▶ _CHECK YOUR UNDERSTANDING_
**A.** Decide whether each statement agrees with the biography below, answering yes or no and quoting the words from the text that settle it: (i) McFarland served as president of the Defense Acquisition University from 2010 to 2012. (ii) McFarland's B.S. was awarded by Cranfield University. (iii) McFarland succeeded Bruce D. Jette as assistant secretary of the Army for acquisition, logistics, and technology.
**B.** Answer these questions using the biography below:
(i) Who preceded McFarland as assistant secretary of the Army for acquisition, logistics, and technology?
(ii) What honorary degree does McFarland hold, and from which university?
(iii) Who was president during McFarland's term as assistant secretary of the Army?

▶ _EXCERPTED TEXT_
########

5th United States Assistant Secretary of the Army for Acquisition, Logistics, and Technology
- In office February 1, 2016 – November 1, 2016
- President: Barack Obama
- Preceded by: Heidi Shyu
- Succeeded by: Bruce D. Jette

President of the Defense Acquisition University
- In office November 2010 – May 2012

Personal details
- Education: Queen's University at Kingston Cranfield University

= Katrina G. McFarland =

American engineer

Katharina G. McFarland is an engineer who served as the first U.S. assistant secretary of defense for acquisition from 2012 to 2017 and as the fifth assistant secretary of the Army for acquisition, logistics, and technology in 2016. She was president of the Defense Acquisition University from 2010 to 2012.

== Early life and education ==
McFarland earned a B.S. in materials, mechanical, electronics, and civil engineering from Queen's University at Kingston. She has an honorary Doctorate of Engineering from the University of Cranfield (UK). McFarland has a professional engineer license and Project Management Professional certification as well as being DAWIA Level-III-certified in program management.

########

▶ _Data entries_
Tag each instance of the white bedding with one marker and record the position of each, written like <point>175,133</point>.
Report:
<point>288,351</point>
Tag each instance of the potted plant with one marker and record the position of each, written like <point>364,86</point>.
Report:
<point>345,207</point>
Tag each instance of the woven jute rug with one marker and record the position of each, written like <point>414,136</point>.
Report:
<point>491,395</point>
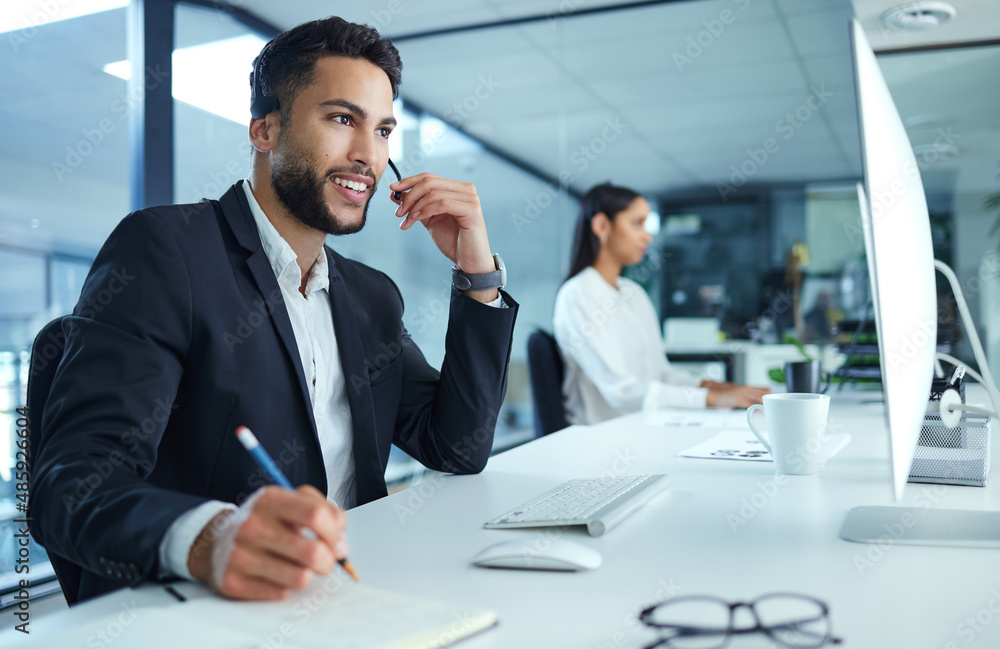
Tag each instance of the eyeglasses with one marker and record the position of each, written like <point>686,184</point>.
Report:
<point>706,622</point>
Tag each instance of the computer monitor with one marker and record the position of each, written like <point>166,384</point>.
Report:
<point>901,267</point>
<point>900,259</point>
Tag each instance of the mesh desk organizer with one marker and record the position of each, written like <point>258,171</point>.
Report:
<point>958,456</point>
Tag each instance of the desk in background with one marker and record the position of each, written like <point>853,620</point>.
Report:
<point>747,362</point>
<point>729,529</point>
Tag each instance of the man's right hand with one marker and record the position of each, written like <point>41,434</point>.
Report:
<point>265,554</point>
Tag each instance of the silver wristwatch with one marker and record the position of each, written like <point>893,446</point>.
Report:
<point>465,282</point>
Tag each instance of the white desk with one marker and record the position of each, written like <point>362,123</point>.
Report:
<point>726,528</point>
<point>751,361</point>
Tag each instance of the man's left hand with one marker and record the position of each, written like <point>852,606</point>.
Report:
<point>452,214</point>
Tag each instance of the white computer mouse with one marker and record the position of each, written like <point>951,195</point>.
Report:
<point>539,554</point>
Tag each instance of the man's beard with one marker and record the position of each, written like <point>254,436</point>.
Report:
<point>302,194</point>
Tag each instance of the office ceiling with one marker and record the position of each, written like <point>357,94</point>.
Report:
<point>644,96</point>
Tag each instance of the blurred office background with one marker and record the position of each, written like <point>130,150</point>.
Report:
<point>736,118</point>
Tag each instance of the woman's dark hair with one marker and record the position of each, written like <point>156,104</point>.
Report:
<point>285,65</point>
<point>606,198</point>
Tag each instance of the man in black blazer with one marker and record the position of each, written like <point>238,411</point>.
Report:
<point>198,319</point>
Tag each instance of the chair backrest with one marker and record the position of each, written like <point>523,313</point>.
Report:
<point>46,352</point>
<point>545,368</point>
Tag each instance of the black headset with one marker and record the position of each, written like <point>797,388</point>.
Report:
<point>264,104</point>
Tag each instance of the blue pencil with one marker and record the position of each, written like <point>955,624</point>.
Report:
<point>257,452</point>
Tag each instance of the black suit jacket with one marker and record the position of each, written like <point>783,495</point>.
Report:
<point>180,336</point>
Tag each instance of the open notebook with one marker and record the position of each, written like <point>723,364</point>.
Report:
<point>332,613</point>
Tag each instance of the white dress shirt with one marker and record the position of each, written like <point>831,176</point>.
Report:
<point>613,354</point>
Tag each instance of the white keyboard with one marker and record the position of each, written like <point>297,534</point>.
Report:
<point>598,503</point>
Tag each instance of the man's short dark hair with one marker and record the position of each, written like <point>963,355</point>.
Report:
<point>289,58</point>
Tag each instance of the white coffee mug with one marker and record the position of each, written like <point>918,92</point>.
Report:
<point>796,422</point>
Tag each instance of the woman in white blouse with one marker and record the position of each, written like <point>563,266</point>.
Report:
<point>607,328</point>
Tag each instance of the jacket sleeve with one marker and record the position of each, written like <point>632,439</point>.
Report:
<point>447,421</point>
<point>109,403</point>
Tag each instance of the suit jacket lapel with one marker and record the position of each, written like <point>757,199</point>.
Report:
<point>237,212</point>
<point>367,464</point>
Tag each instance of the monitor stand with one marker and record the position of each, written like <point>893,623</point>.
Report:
<point>922,526</point>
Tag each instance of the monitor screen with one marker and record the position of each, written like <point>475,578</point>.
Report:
<point>900,259</point>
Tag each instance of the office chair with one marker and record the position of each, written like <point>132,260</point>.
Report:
<point>545,369</point>
<point>46,352</point>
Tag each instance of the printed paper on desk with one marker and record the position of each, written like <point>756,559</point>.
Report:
<point>698,418</point>
<point>742,445</point>
<point>358,616</point>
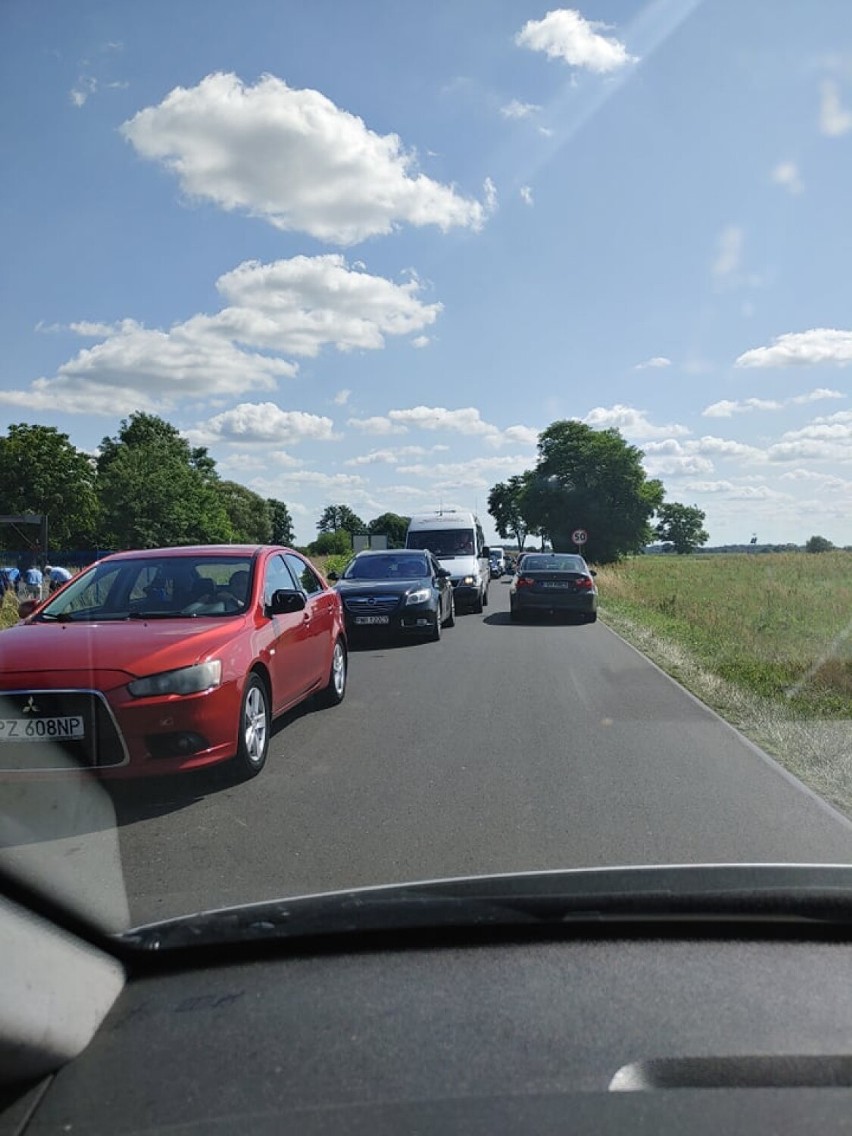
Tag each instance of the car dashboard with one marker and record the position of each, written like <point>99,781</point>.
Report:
<point>593,1029</point>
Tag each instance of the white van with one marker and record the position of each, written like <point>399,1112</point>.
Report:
<point>457,542</point>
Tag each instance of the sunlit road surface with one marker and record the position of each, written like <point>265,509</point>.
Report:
<point>502,748</point>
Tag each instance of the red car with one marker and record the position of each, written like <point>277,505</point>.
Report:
<point>167,660</point>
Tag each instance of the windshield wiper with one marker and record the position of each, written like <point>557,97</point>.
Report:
<point>160,615</point>
<point>704,894</point>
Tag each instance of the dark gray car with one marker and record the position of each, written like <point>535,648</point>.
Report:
<point>404,591</point>
<point>553,582</point>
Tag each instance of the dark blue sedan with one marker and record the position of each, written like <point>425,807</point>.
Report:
<point>404,591</point>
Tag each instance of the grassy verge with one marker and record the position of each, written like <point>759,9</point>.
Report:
<point>766,641</point>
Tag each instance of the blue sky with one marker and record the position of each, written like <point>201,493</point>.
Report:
<point>366,251</point>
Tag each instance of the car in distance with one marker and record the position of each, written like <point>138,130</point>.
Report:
<point>457,541</point>
<point>404,591</point>
<point>553,582</point>
<point>168,660</point>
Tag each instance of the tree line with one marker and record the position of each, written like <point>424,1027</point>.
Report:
<point>145,487</point>
<point>592,479</point>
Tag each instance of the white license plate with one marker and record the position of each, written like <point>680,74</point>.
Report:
<point>30,729</point>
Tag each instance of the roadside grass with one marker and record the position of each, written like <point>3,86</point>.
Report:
<point>765,640</point>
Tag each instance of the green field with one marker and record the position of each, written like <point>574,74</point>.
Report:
<point>777,625</point>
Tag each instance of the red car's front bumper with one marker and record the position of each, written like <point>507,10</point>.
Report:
<point>123,736</point>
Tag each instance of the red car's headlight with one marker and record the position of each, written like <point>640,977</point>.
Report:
<point>186,681</point>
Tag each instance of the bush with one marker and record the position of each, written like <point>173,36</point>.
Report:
<point>818,544</point>
<point>330,544</point>
<point>8,610</point>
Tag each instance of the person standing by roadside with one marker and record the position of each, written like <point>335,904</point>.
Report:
<point>56,577</point>
<point>33,581</point>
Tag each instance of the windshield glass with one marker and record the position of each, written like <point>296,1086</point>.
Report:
<point>353,290</point>
<point>443,543</point>
<point>155,586</point>
<point>393,566</point>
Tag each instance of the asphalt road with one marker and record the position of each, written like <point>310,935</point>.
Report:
<point>502,748</point>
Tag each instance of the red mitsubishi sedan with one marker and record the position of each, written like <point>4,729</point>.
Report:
<point>167,660</point>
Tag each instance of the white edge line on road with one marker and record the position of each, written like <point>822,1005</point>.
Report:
<point>773,762</point>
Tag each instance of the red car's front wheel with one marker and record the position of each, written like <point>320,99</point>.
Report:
<point>255,726</point>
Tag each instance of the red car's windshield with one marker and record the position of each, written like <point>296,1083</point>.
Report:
<point>159,586</point>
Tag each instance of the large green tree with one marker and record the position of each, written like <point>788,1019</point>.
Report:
<point>340,516</point>
<point>391,525</point>
<point>681,525</point>
<point>282,523</point>
<point>248,512</point>
<point>156,490</point>
<point>591,479</point>
<point>507,507</point>
<point>42,473</point>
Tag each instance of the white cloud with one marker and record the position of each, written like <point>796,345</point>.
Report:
<point>653,362</point>
<point>694,456</point>
<point>786,174</point>
<point>490,193</point>
<point>85,85</point>
<point>723,448</point>
<point>303,303</point>
<point>516,109</point>
<point>631,422</point>
<point>828,482</point>
<point>466,420</point>
<point>818,345</point>
<point>727,408</point>
<point>834,119</point>
<point>245,462</point>
<point>376,425</point>
<point>289,307</point>
<point>262,423</point>
<point>728,251</point>
<point>392,457</point>
<point>477,473</point>
<point>294,159</point>
<point>565,34</point>
<point>323,481</point>
<point>520,435</point>
<point>139,368</point>
<point>708,486</point>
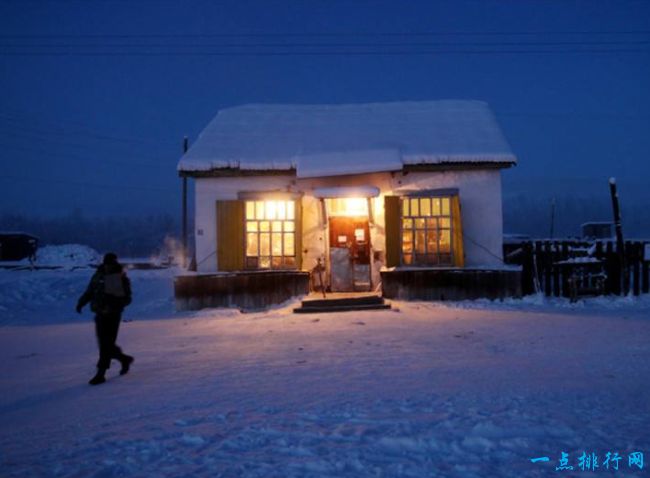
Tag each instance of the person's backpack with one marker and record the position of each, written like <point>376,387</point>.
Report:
<point>108,293</point>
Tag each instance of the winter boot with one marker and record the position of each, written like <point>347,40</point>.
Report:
<point>98,378</point>
<point>127,360</point>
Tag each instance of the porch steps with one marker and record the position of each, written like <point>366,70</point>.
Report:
<point>342,304</point>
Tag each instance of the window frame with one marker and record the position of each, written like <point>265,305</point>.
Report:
<point>431,196</point>
<point>282,232</point>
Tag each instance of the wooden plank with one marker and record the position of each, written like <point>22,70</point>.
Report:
<point>645,272</point>
<point>230,235</point>
<point>637,249</point>
<point>527,271</point>
<point>392,218</point>
<point>457,230</point>
<point>298,240</point>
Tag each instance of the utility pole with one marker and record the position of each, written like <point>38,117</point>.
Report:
<point>620,245</point>
<point>184,238</point>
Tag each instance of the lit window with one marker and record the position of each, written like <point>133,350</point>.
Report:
<point>270,235</point>
<point>426,231</point>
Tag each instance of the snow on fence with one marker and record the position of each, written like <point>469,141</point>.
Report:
<point>573,267</point>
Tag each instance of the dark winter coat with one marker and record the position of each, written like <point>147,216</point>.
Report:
<point>109,290</point>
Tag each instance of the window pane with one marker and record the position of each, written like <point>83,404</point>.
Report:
<point>435,210</point>
<point>271,209</point>
<point>259,209</point>
<point>289,246</point>
<point>407,241</point>
<point>415,209</point>
<point>251,244</point>
<point>276,244</point>
<point>445,206</point>
<point>419,242</point>
<point>282,209</point>
<point>425,207</point>
<point>250,209</point>
<point>432,241</point>
<point>445,240</point>
<point>265,244</point>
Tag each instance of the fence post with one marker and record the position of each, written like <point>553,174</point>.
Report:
<point>637,248</point>
<point>646,270</point>
<point>527,284</point>
<point>565,270</point>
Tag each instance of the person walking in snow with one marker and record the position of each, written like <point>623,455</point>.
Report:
<point>108,292</point>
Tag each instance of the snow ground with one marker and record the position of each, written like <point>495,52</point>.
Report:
<point>466,389</point>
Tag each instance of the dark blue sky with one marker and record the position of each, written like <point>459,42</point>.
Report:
<point>95,97</point>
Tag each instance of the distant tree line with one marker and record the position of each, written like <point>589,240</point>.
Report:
<point>526,214</point>
<point>126,235</point>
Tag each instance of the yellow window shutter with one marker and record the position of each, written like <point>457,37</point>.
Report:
<point>299,233</point>
<point>392,217</point>
<point>230,235</point>
<point>457,228</point>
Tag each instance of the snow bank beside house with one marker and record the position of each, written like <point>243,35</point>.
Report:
<point>67,255</point>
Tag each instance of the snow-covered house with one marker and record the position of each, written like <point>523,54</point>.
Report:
<point>378,194</point>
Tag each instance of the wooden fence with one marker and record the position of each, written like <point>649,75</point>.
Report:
<point>560,268</point>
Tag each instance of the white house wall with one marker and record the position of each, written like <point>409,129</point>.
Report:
<point>480,198</point>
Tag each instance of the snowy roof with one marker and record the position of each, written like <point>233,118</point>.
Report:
<point>330,140</point>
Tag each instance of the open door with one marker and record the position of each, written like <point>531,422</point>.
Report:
<point>349,254</point>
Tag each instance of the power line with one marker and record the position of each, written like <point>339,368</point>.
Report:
<point>319,53</point>
<point>84,184</point>
<point>75,158</point>
<point>60,140</point>
<point>321,34</point>
<point>321,44</point>
<point>18,117</point>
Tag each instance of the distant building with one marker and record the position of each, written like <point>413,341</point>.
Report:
<point>375,193</point>
<point>597,230</point>
<point>15,246</point>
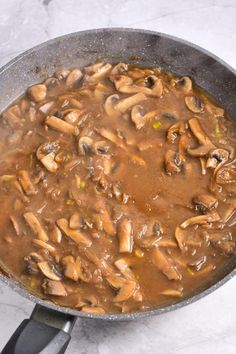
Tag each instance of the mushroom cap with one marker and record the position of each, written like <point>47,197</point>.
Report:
<point>205,202</point>
<point>85,145</point>
<point>38,92</point>
<point>122,80</point>
<point>185,84</point>
<point>194,104</point>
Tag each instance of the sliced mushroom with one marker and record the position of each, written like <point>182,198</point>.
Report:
<point>201,219</point>
<point>38,92</point>
<point>173,162</point>
<point>87,300</point>
<point>60,125</point>
<point>211,162</point>
<point>165,265</point>
<point>155,86</point>
<point>101,147</point>
<point>73,78</point>
<point>45,108</point>
<point>205,202</point>
<point>175,130</point>
<point>125,236</point>
<point>35,226</point>
<point>115,281</point>
<point>50,270</point>
<point>109,105</point>
<point>85,145</point>
<point>46,154</point>
<point>75,221</point>
<point>83,270</point>
<point>126,291</point>
<point>194,104</point>
<point>185,84</point>
<point>53,287</point>
<point>126,103</point>
<point>100,71</point>
<point>77,236</point>
<point>121,80</point>
<point>73,116</point>
<point>26,183</point>
<point>45,245</point>
<point>119,69</point>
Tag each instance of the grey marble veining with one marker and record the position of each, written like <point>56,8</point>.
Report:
<point>208,326</point>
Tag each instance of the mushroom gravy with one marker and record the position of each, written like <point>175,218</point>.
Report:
<point>117,186</point>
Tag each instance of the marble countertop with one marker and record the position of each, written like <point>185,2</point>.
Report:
<point>207,326</point>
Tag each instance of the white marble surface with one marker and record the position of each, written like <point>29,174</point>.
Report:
<point>208,326</point>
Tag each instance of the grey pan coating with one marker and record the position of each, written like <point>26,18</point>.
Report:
<point>129,45</point>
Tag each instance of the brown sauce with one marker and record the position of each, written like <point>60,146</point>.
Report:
<point>117,187</point>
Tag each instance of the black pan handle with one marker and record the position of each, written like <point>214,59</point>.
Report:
<point>46,332</point>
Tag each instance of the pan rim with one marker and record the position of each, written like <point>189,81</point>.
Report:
<point>16,286</point>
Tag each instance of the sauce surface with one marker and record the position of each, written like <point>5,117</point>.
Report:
<point>117,186</point>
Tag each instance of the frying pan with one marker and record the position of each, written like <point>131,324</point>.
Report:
<point>48,329</point>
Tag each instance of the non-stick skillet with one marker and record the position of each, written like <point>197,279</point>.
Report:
<point>48,329</point>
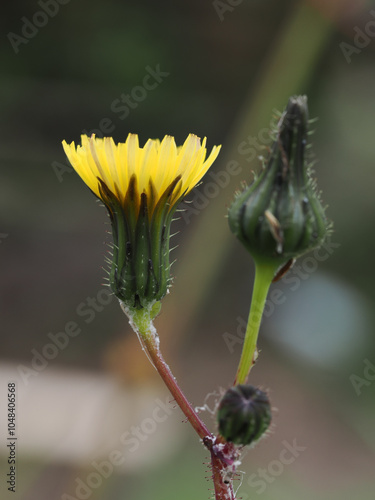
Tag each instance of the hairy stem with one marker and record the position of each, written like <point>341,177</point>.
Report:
<point>141,322</point>
<point>263,280</point>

########

▶ _SOLUTIONS BY TASK_
**A.**
(i) Yes: "She was president of the Defense Acquisition University from 2010 to 2012."
(ii) No: "McFarland earned a B.S. in materials, mechanical, electronics, and civil engineering from Queen's University at Kingston."
(iii) No: "Succeeded by: Bruce D. Jette"

**B.**
(i) Heidi Shyu
(ii) An honorary Doctorate of Engineering from the University of Cranfield (UK)
(iii) Barack Obama